The problem:
Leave out the pictures and reproduce all of the data exactly.

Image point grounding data
______

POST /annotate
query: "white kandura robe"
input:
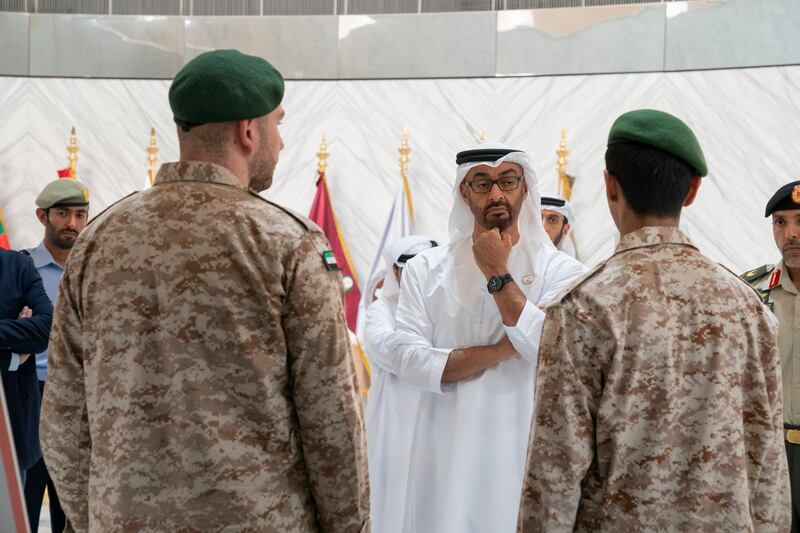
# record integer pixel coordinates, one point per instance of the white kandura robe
(468, 439)
(389, 404)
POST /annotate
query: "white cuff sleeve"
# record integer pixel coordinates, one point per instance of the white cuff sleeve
(526, 334)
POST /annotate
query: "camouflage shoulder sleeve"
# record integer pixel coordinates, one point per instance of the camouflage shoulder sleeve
(757, 273)
(108, 208)
(757, 279)
(324, 388)
(588, 276)
(307, 224)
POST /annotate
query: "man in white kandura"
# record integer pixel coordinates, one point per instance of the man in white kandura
(557, 218)
(468, 328)
(389, 403)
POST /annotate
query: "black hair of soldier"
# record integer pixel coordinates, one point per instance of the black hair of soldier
(654, 182)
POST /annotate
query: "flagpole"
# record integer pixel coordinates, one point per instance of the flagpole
(152, 156)
(322, 167)
(404, 153)
(564, 186)
(73, 150)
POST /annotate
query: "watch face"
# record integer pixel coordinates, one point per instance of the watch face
(495, 284)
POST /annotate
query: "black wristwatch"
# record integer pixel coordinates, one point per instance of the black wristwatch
(497, 282)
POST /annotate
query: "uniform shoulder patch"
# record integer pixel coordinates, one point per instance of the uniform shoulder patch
(330, 260)
(752, 275)
(300, 219)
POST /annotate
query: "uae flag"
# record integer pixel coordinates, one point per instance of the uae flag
(322, 213)
(3, 234)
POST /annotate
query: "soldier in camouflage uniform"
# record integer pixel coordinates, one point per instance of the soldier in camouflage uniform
(658, 404)
(777, 286)
(200, 374)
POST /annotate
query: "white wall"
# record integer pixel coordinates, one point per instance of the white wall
(747, 120)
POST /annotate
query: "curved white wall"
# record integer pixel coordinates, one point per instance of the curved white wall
(747, 121)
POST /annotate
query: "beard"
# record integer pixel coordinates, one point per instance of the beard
(496, 219)
(261, 171)
(791, 254)
(63, 239)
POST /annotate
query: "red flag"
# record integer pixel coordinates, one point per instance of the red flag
(3, 235)
(322, 213)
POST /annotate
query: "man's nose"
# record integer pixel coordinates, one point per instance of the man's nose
(495, 193)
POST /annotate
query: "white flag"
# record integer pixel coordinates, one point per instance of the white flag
(399, 224)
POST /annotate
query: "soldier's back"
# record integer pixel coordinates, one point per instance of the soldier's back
(187, 377)
(686, 385)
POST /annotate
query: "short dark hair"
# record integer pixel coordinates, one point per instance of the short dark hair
(653, 181)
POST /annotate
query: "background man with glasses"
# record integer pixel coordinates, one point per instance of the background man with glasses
(468, 326)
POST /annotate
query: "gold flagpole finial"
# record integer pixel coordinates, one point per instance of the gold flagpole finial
(322, 156)
(73, 150)
(404, 152)
(564, 185)
(152, 156)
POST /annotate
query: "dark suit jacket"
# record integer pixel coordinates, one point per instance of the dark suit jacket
(20, 285)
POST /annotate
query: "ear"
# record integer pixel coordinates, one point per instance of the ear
(612, 187)
(245, 132)
(692, 194)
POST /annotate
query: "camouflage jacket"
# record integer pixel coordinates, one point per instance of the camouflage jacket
(658, 401)
(200, 374)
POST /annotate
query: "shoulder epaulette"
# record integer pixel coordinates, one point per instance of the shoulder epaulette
(577, 284)
(110, 206)
(300, 219)
(760, 272)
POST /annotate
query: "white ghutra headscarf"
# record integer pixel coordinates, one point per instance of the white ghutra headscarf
(462, 221)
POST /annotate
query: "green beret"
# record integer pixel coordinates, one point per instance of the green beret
(660, 130)
(65, 192)
(224, 86)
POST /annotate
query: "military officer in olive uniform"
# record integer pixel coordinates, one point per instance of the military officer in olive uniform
(777, 285)
(200, 377)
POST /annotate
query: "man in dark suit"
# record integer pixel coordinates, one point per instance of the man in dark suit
(20, 287)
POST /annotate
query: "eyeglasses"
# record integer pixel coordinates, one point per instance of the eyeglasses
(483, 186)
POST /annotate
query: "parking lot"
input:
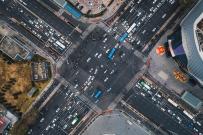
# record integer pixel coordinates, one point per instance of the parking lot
(101, 68)
(148, 100)
(51, 40)
(141, 19)
(61, 114)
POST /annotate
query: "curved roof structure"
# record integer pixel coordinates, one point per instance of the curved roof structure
(191, 38)
(115, 124)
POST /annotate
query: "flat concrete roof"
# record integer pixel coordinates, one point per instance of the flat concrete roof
(115, 124)
(191, 100)
(195, 62)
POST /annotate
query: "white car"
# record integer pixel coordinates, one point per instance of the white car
(106, 79)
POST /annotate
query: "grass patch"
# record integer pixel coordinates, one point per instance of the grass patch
(22, 126)
(15, 83)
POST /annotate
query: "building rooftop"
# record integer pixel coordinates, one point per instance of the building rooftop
(115, 124)
(191, 100)
(190, 41)
(13, 49)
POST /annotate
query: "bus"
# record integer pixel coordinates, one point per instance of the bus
(110, 56)
(98, 94)
(74, 121)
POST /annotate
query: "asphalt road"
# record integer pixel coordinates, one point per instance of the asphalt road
(110, 76)
(58, 114)
(152, 104)
(148, 17)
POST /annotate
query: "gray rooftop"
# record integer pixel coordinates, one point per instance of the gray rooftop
(115, 124)
(195, 63)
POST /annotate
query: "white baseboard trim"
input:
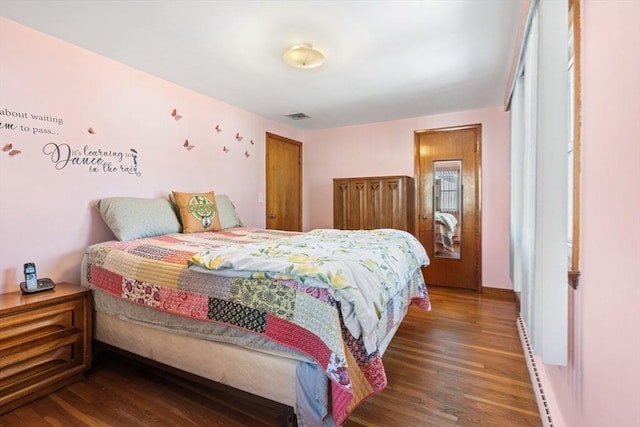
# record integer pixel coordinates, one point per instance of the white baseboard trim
(536, 378)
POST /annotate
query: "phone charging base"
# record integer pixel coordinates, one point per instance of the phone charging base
(43, 285)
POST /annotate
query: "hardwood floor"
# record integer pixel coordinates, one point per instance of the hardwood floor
(459, 365)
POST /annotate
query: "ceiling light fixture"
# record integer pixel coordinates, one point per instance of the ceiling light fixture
(303, 55)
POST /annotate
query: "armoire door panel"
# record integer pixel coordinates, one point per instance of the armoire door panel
(374, 202)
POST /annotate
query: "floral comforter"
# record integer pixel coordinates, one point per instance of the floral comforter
(361, 269)
(301, 305)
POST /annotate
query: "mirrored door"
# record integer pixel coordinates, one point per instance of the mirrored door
(448, 181)
(447, 202)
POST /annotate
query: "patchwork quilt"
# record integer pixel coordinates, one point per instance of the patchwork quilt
(300, 311)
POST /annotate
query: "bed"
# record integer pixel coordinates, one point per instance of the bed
(300, 319)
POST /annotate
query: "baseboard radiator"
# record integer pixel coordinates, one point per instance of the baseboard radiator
(538, 390)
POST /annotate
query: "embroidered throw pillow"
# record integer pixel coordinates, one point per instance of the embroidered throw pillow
(198, 211)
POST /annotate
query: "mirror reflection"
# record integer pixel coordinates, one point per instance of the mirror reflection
(447, 202)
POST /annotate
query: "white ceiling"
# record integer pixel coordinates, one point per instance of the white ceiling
(385, 60)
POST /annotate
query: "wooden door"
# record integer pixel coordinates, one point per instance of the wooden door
(284, 183)
(460, 146)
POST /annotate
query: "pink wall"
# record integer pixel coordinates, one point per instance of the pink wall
(600, 386)
(45, 213)
(386, 148)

______

Response to this task:
POST /annotate
query: "white kandura robe"
input:
# record integer pixel coordinates, one point per instance of the white kandura robe
(468, 439)
(389, 404)
POST /annotate
query: "white cuff sleeve"
# record integer pixel coordinates, one point per instance of the white cuff sleeve
(526, 334)
POST /annotate
query: "camouflage shoulder sleeve"
# record integer pixel coordinates, one point per instance of the camouflage shoulder sleeve
(757, 273)
(108, 208)
(757, 279)
(324, 388)
(588, 276)
(307, 224)
POST /annotate
query: "man in white kandura"
# record integer pixel coordinates, one point per instance of the man in white kandura
(557, 218)
(468, 328)
(389, 403)
POST /annotate
query: "black hair of soldier"
# record integer pixel coordinates, one point per instance of the black hair of soldier
(654, 182)
POST /annotate
query: "flagpole"
# record integer pixel coordinates, one point per instance of the flagpole
(152, 156)
(322, 167)
(404, 153)
(564, 186)
(73, 150)
POST /annotate
query: "watch face"
# record integer pixel coordinates, one point per instance of the watch face
(495, 284)
POST /annotate
query: "black wristwatch"
# record integer pixel coordinates, one point per instance of the black wristwatch
(497, 282)
POST /annotate
query: "uniform shoulder patch"
# record integer pixel coordinates, one point per instance of the uniform shoulder patch
(330, 260)
(752, 275)
(300, 219)
POST /annotate
query: "uae flag"
# record integer pixel coordinates, one point per instance of the uae flag
(322, 213)
(3, 234)
POST /annotate
query: "soldier in camouflage uniform"
# record integer pixel coordinates, one point per instance of the soldier in camouflage uniform
(658, 404)
(777, 286)
(200, 374)
POST /annotate
query: "white wall"
# record integer pixel coordinates, one point per instance of the white wall
(747, 120)
POST /annotate
query: "curved white wall"
# record integer pixel coordinates, one point per instance of the curved white wall
(747, 121)
POST /annotate
query: "beard"
# record integer pixel coordinates, one point per instance of the beard
(496, 219)
(261, 171)
(791, 254)
(63, 239)
POST /annotate
query: "red flag"
# record integer pixel coordinates, one point per instance of the red flag
(3, 235)
(322, 213)
POST /annotate
query: "man's nose"
# record integer pixel coordinates, one point per instance of the man's nose
(495, 193)
POST /annotate
query: "white flag"
# record integer pixel coordinates, one point per instance of the white flag
(399, 224)
POST /annotate
query: "soldier's back"
# record integer pixel coordinates, one point per instance of the soldier's back
(187, 377)
(686, 385)
POST /annotate
query: "short dark hair"
# record integer pixel coordinates, one point per instance of the short dark hair
(653, 181)
POST /annotate
query: "background man with glasses"
# record integer pixel coordinates, one point per instance of the background man with glasses
(468, 326)
POST /annotate
query: "gold flagpole finial"
# record integer pixel coordinates, one point per instance of the gold flagpole finial
(322, 156)
(73, 150)
(404, 152)
(564, 185)
(152, 156)
POST /annotate
query: "dark suit jacket"
# record integer pixel coordinates, one point per instance of the dark suit jacket
(20, 285)
POST /annotate
query: "ear"
# record integer pixel coordinates, one point per instance of the ear
(612, 187)
(245, 132)
(692, 194)
POST /annotate
query: "camouflage jacket"
# record integer pixel coordinates, one point per instance of the camouflage jacket
(658, 401)
(200, 374)
POST /annotate
query: "shoulder epaulette"
# record integer pixel coordinates, one point per instance of the shoulder epaulette
(577, 284)
(110, 206)
(300, 219)
(760, 272)
POST /annotate
query: "white ghutra headscarf"
# record integer pixel coordinates, one point per instance of the white ghutra headscarf
(462, 221)
POST /annotate
query: "green beret"
# record integer pixel coordinates, one point per instance of the green beret
(660, 130)
(65, 192)
(224, 86)
POST /annotate
query: "military officer in olive uniform"
# record integer pixel coordinates, one point per instance of the military officer in olive uniform
(777, 285)
(200, 377)
POST /annotate
query: "man in dark suit"
# record integer pixel coordinates, one point per instance of the man in dark suit
(20, 287)
POST /annotate
query: "eyeglasses"
# record integer pixel coordinates, one point per instance of the eyeglasses
(483, 186)
POST /annotate
query: "parking lot"
input:
# record integer pixel coordinates, one point per instance of the parking lot
(101, 68)
(148, 100)
(51, 40)
(141, 19)
(61, 114)
POST /annotate
query: "curved roof structure"
# record integer pixel coordinates, one point per instance of the curved roof structure
(191, 38)
(115, 124)
POST /annotate
query: "flat concrete roof"
# record integer pixel coordinates, one point per instance of the flat concrete roof
(115, 124)
(191, 100)
(195, 62)
POST /annotate
query: "white car"
# record integer pixel coordinates, one point per instance of the white car
(106, 79)
POST /annotate
query: "grass patch"
# record integer pixel coordinates, one point per instance of the grass patch
(22, 126)
(15, 83)
POST /annotate
query: "building rooftop"
# record integer pixel coordinates, one point per instance of the building rooftop
(115, 124)
(191, 100)
(190, 41)
(13, 49)
POST /annotate
query: "bus"
# record integer pixel coordinates, one point per instance of the bus
(110, 56)
(98, 94)
(74, 121)
POST /annotate
query: "asphalt road"
# record integer pixel coordinates, one point per instance of the asphalt road
(110, 76)
(58, 114)
(152, 104)
(148, 17)
POST /annotate
query: "gray rooftop"
# record integer pixel coordinates, one point per instance of the gray rooftop
(115, 124)
(195, 63)
POST /annotate
query: "white baseboard trim"
input:
# record integer pixel coordinates, one point per instance of the white baseboard trim
(536, 378)
POST /annotate
query: "phone charging base"
# record integer pixel coordinates, one point per instance of the phone charging base
(43, 285)
POST /annotate
query: "hardwood floor"
# record integer pixel coordinates, one point per instance of the hardwood floor
(459, 365)
POST /annotate
query: "ceiling light fixture"
# record integer pixel coordinates, one point per instance of the ceiling light fixture
(303, 55)
POST /annotate
query: "armoire door panel"
# record integer pixel coordinates, one point per instance of the armoire door panel
(374, 202)
POST /annotate
query: "floral comforter"
# record integer pixel coordinates, one point per instance of the floral comforter
(361, 269)
(301, 305)
POST /annotate
query: "mirrored door"
# record integer pixel coordinates, one point per instance of the mirrored door
(448, 181)
(447, 202)
POST /annotate
query: "patchwork quilt"
# record integer pixel coordinates, one point per instance of the patchwork quilt
(300, 311)
POST /annotate
query: "bed"
# record integer pixel coordinates, one point per instance of the bed
(300, 319)
POST /annotate
query: "baseboard radiator"
# record integer pixel coordinates, one point per instance of the baseboard radiator
(538, 390)
POST /annotate
query: "embroidered throw pillow"
# record integer pixel coordinates, one point per instance of the embroidered throw pillow
(198, 211)
POST /annotate
query: "mirror reflection"
# record integer pixel coordinates, one point per instance of the mirror reflection
(447, 202)
POST /annotate
query: "white ceiling"
# record integer pixel coordinates, one point per instance of the white ceiling
(385, 60)
POST /annotate
query: "wooden door"
# record integer pixel coordinates, one point per instance of the wooden door
(284, 183)
(460, 146)
POST /annotate
query: "pink wall"
# record integer pixel coordinates, one point per instance of the pink wall
(600, 386)
(45, 213)
(386, 148)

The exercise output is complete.